[Stated problem] Recast the data below as a JSON list of strings, one string per line, with blank lines left out.

[BEGIN]

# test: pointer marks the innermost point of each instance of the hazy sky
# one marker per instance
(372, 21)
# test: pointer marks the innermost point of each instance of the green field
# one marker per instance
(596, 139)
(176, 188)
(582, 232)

[END]

[Task answer]
[
  "# test: pointer marks the innermost point of each instance of the hazy sky",
  "# one marker per instance",
  "(372, 21)",
  "# test: pointer marks the innermost point of each instance of the green field",
  "# one marker per instance",
  "(596, 139)",
  "(176, 188)",
  "(582, 232)"
]